§ **What you should do**
Reproduce every one of the entries below verbatim, line by line, but leave out the pictures.

================

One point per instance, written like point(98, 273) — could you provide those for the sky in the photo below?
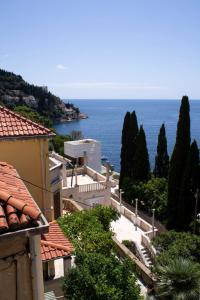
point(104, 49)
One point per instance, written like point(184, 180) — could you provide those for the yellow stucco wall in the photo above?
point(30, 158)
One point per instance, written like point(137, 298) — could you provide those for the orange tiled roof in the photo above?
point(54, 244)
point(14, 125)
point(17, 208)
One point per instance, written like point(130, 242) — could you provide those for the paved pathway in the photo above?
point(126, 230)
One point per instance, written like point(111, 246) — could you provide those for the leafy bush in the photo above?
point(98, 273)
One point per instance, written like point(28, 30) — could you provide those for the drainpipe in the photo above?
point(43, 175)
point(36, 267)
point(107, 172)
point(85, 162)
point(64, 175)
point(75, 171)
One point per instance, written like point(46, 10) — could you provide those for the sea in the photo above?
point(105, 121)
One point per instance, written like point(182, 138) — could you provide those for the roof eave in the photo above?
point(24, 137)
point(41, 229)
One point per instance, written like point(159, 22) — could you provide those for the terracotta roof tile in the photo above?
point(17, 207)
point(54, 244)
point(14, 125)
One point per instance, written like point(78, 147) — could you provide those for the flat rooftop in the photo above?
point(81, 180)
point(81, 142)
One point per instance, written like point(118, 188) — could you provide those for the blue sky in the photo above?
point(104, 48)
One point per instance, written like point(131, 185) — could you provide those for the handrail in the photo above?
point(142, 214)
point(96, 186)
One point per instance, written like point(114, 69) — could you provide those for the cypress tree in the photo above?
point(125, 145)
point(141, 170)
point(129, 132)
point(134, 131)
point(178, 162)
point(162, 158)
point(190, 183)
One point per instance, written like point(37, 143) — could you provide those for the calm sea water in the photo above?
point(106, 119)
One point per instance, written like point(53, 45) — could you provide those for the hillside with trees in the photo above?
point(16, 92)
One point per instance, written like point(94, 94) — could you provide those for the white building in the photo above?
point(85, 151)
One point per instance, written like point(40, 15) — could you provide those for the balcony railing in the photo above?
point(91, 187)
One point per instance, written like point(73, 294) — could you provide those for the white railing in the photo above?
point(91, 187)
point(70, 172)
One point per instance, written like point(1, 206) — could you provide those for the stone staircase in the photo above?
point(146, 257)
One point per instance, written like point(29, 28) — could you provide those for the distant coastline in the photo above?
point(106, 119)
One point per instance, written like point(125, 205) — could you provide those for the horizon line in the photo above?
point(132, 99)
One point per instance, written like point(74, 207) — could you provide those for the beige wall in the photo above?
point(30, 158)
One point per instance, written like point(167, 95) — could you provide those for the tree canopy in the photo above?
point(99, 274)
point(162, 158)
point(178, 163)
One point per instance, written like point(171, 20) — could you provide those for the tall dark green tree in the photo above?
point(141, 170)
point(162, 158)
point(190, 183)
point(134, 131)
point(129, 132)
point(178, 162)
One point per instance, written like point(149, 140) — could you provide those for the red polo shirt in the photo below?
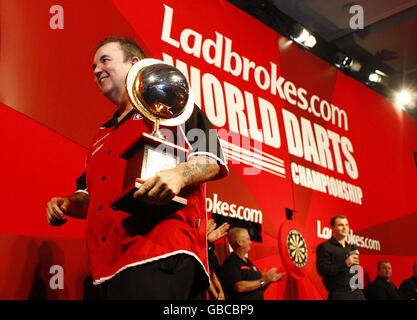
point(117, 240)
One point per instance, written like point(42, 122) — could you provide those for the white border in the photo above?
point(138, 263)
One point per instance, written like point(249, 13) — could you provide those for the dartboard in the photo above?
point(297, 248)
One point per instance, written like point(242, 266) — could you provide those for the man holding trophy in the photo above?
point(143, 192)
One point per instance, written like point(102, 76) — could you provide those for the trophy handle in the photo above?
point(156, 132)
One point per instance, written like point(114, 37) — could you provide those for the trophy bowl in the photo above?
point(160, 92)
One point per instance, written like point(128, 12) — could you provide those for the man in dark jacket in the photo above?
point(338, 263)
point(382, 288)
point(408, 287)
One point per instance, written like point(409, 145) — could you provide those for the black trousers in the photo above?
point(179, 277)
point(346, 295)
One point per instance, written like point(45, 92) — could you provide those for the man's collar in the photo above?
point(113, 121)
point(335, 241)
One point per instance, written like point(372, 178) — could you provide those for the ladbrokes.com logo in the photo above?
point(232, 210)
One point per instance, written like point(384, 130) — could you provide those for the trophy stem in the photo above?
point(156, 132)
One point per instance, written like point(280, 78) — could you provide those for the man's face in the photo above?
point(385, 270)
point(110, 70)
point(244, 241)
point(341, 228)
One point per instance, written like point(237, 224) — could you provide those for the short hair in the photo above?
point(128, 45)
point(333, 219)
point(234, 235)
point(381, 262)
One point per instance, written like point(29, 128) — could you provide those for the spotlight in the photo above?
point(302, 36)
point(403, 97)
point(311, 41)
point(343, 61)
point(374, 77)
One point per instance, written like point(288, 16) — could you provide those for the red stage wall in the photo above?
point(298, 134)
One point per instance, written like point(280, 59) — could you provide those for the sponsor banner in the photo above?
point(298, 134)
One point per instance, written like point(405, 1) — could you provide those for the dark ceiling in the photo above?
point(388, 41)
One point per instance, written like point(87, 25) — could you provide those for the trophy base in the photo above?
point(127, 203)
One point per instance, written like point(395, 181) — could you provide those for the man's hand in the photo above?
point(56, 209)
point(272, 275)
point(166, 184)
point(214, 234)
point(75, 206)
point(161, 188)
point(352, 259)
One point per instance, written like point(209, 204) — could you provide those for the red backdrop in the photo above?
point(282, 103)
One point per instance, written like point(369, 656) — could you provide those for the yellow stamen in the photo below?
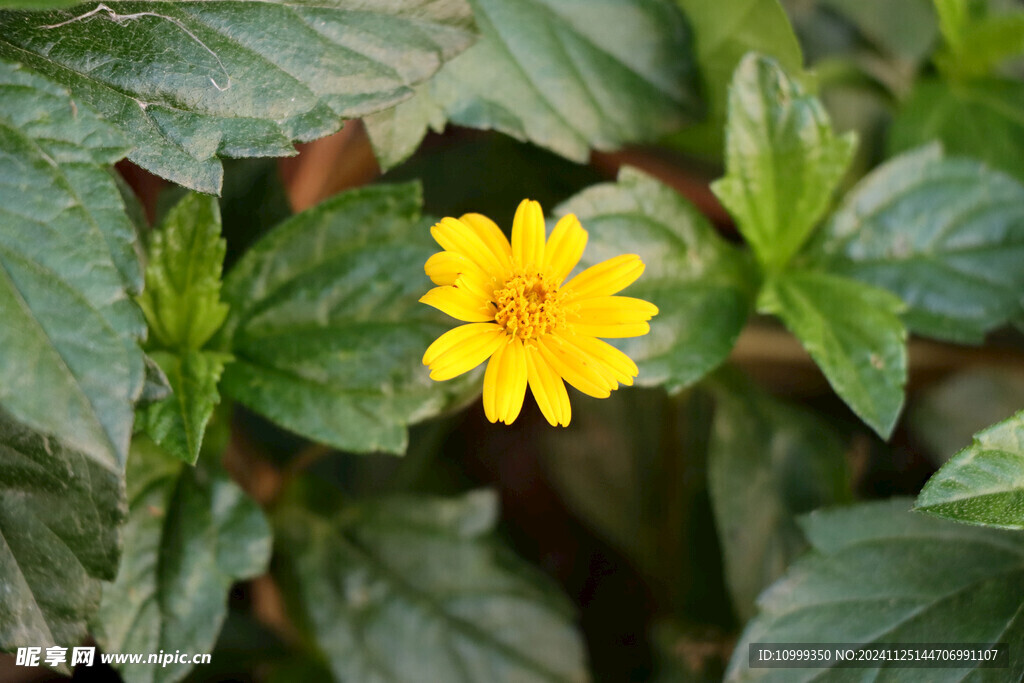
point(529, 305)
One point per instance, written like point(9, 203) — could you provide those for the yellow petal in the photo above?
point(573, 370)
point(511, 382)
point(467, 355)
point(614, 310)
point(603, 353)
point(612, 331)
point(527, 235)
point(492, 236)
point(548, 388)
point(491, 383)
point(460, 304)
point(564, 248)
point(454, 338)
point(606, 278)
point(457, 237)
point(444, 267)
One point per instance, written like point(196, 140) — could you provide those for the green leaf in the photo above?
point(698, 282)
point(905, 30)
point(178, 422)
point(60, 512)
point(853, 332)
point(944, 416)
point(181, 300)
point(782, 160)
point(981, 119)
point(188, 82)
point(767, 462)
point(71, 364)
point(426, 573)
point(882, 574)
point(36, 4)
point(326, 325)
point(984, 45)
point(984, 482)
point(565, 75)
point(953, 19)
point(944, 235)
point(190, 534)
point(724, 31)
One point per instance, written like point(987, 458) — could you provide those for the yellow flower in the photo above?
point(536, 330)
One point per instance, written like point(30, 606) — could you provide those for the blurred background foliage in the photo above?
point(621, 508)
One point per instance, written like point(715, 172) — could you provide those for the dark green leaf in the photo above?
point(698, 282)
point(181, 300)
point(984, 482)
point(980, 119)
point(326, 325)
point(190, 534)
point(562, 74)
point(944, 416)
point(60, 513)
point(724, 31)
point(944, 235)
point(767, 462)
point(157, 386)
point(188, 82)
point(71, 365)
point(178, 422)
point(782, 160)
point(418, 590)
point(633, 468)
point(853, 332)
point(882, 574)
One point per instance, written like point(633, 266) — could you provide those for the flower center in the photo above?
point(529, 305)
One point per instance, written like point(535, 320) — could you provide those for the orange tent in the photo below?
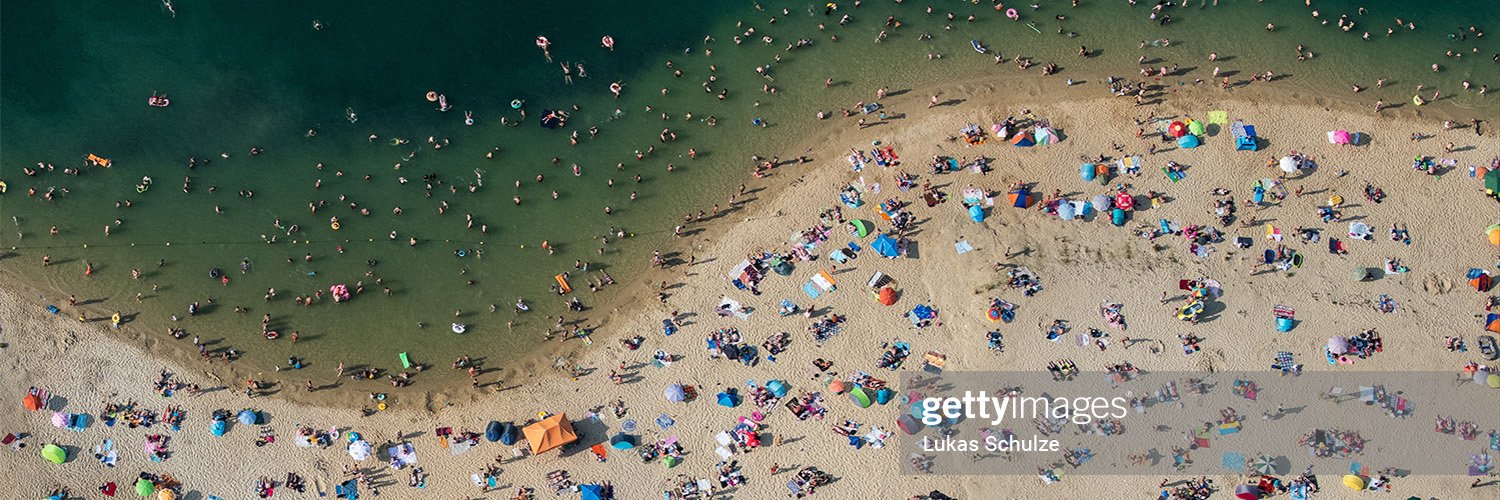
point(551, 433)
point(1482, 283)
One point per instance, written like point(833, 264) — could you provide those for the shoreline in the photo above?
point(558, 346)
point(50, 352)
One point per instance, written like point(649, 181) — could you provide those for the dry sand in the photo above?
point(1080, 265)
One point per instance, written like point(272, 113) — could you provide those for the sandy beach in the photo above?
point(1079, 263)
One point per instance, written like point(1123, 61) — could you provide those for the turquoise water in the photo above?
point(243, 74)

================

§ **Response to this task**
One point per instance, written like point(98, 273) — could you provide those for the sky in the photo below?
point(104, 49)
One point per instance, written like point(184, 180) — could you provide those for the yellow stucco wall in the photo above?
point(30, 158)
One point per instance, written like point(137, 298) — could you provide those for the orange tiled roof in the photo above?
point(54, 244)
point(14, 125)
point(17, 208)
One point per instance, written like point(130, 242) — could you provide those for the paved pathway in the photo above?
point(126, 230)
One point per instance, written like point(111, 246) — could you provide those for the leafy bush in the photo above?
point(98, 273)
One point per instance, written like point(28, 30) — could you provide those for the drainpipe in the photo above?
point(43, 175)
point(36, 267)
point(107, 172)
point(85, 162)
point(64, 175)
point(75, 171)
One point per instance, written like point(46, 10) — could you provide those for the sea in the photo above?
point(105, 121)
One point per instance, written like point(182, 138) — could you provide those for the roof eave in the photo above?
point(24, 137)
point(41, 229)
One point per instance, written like point(159, 22) — could you provide those for the terracotta roof tile in the photo above?
point(17, 207)
point(54, 244)
point(14, 125)
One point per instance, written like point(78, 147) — could you provide those for the flat rooftop in the photo above?
point(81, 180)
point(81, 142)
One point per instance, written like point(118, 188) — could you provide those for the blue sky in the photo above?
point(104, 48)
One point per instance, written like point(131, 185) — could you provide those for the handrail in the photo above?
point(142, 214)
point(96, 186)
One point per instance, written like point(114, 69) — could you provide those for the cypress tree in the photo above?
point(125, 145)
point(141, 170)
point(129, 132)
point(134, 131)
point(178, 162)
point(162, 158)
point(190, 183)
One point per instance, written like point(37, 143) — could you provide those for the calm sea water in the photo above?
point(106, 119)
One point per instance, written like point(53, 45) — could you provide those for the hillside with trees in the photo above?
point(16, 92)
One point per instance, written like point(94, 94) — could you provide those for the white building in the photo above?
point(85, 151)
One point per instance, written like point(40, 15) — could you provide those for the balcony railing in the photo above?
point(91, 187)
One point per instance, written like point(73, 294) — could you provide those for the white railing in the photo above?
point(91, 187)
point(70, 172)
One point per instance, written like point(1, 206) — could you provide those for the stone staircase in the photo above?
point(146, 257)
One point per instance, written like point(29, 28) — could you provide those for the distant coastline in the photo above?
point(106, 119)
One point per instance, written like point(125, 205) — could you provide those for the horizon line in the photo above?
point(132, 99)
One point per instance, written like point(74, 207) — could you provide those for the beige wall in the photo above?
point(30, 158)
One point per instance, written like point(167, 95) — could you provide those for the tree canopy in the photo above?
point(99, 274)
point(162, 158)
point(178, 163)
One point per instance, written like point(171, 20) — could you provide those for the tall dark green tree in the photo above?
point(141, 170)
point(162, 158)
point(190, 183)
point(134, 131)
point(129, 132)
point(178, 162)
One point per instance, written like point(149, 140) — could you provide those for the red polo shirt in the photo below?
point(117, 240)
One point per instance, written like point(42, 122) — could you provide those for the white border in the photo above?
point(138, 263)
One point per instance, written like point(249, 13) — could you provide those for the dartboard in the photo above?
point(297, 248)
One point per instance, written like point(242, 266) — could you provide those for the man holding trophy in the photo above?
point(143, 192)
One point per instance, written like point(102, 76) — could you provide those for the trophy handle in the photo above?
point(156, 132)
One point per instance, written like point(114, 37) — could you provide those for the trophy bowl in the photo above?
point(160, 92)
One point per instance, written like point(128, 12) — could you provide those for the man in dark jacket in the photo above?
point(338, 263)
point(382, 288)
point(408, 287)
One point per instance, written like point(409, 145) — could you provide those for the black trousers in the photo above?
point(179, 277)
point(346, 295)
One point per instance, written like point(45, 92) — could you provide those for the man's collar in the photo above?
point(113, 121)
point(335, 241)
One point per instance, written like point(372, 178) — could you provide those for the ladbrokes.com logo in the photo above?
point(232, 210)
One point per instance, written like point(384, 130) — could you provide those for the trophy stem in the photo above?
point(156, 132)
One point per instance, written like point(280, 78) — could you provide those for the man's face in the photo above?
point(385, 270)
point(110, 70)
point(244, 241)
point(341, 228)
One point per instance, written like point(237, 224) — could you provide those for the short hair in the photo above?
point(128, 45)
point(333, 219)
point(234, 235)
point(381, 262)
One point per instance, written like point(29, 128) — could you provide those for the spotlight in the photo above?
point(302, 36)
point(403, 97)
point(311, 41)
point(343, 61)
point(374, 77)
One point per instance, written like point(288, 16) — could you provide those for the red stage wall in the photo above?
point(298, 134)
One point per instance, written like point(280, 59) — could you provide those for the sponsor banner in the photo above?
point(298, 134)
One point per instance, written like point(405, 1) — could you provide those for the dark ceiling in the photo above?
point(388, 41)
One point per instance, written like point(87, 25) — could you provide those for the trophy base in the photo above?
point(127, 203)
One point per instance, written like point(395, 181) — could you provide those for the man's hand in the photo above?
point(56, 209)
point(272, 275)
point(166, 184)
point(214, 234)
point(75, 206)
point(161, 188)
point(352, 259)
One point per instance, written like point(209, 204) — could you provide those for the red backdrop in the photo above?
point(282, 103)
One point per instance, written like point(369, 656) — could you provide those for the yellow stamen in the photo below?
point(529, 305)
One point per instance, written like point(9, 203) — could you provide those for the yellow petal in the photo above?
point(573, 370)
point(511, 382)
point(467, 355)
point(614, 310)
point(603, 353)
point(612, 331)
point(527, 235)
point(492, 236)
point(548, 388)
point(491, 383)
point(460, 304)
point(564, 248)
point(454, 338)
point(606, 278)
point(457, 237)
point(444, 267)
One point per instance, written like point(196, 140) — could you provide those for the green leaf in the photo above?
point(698, 282)
point(905, 30)
point(178, 422)
point(60, 512)
point(853, 332)
point(944, 416)
point(181, 300)
point(782, 160)
point(981, 119)
point(188, 82)
point(767, 462)
point(71, 364)
point(426, 573)
point(882, 574)
point(36, 4)
point(326, 325)
point(984, 45)
point(984, 482)
point(565, 75)
point(953, 19)
point(944, 235)
point(190, 534)
point(724, 31)
One point per instance, written like point(987, 458) — could you provide those for the yellow flower in the photo above?
point(536, 330)
One point per instance, written like point(30, 606) — could you provide those for the blurred background foliage in the photo above?
point(621, 508)
One point per instance, written like point(715, 172) — could you provide those for the dark green leaf in the photo above?
point(698, 282)
point(181, 300)
point(984, 482)
point(980, 119)
point(326, 325)
point(190, 534)
point(562, 74)
point(944, 416)
point(60, 513)
point(724, 31)
point(944, 235)
point(767, 462)
point(157, 386)
point(188, 82)
point(71, 365)
point(178, 422)
point(782, 160)
point(418, 590)
point(633, 468)
point(853, 332)
point(882, 574)
One point per instance, written like point(633, 266) — could you provide those for the flower center in the photo above?
point(529, 305)
One point per instance, written like point(535, 320) — could you provide those for the orange tent in the photo below?
point(551, 433)
point(1482, 283)
One point per instance, written like point(833, 264) — could you provide those for the shoreline in the photo above?
point(558, 346)
point(50, 352)
One point per instance, written like point(649, 181) — could you provide those for the dry sand in the photo above?
point(1080, 265)
One point per instance, written like point(272, 113) — could you provide those for the sandy beach in the photo above?
point(1079, 263)
One point per instance, written like point(1123, 61) — could you provide those for the turquoise water in the photo above?
point(243, 74)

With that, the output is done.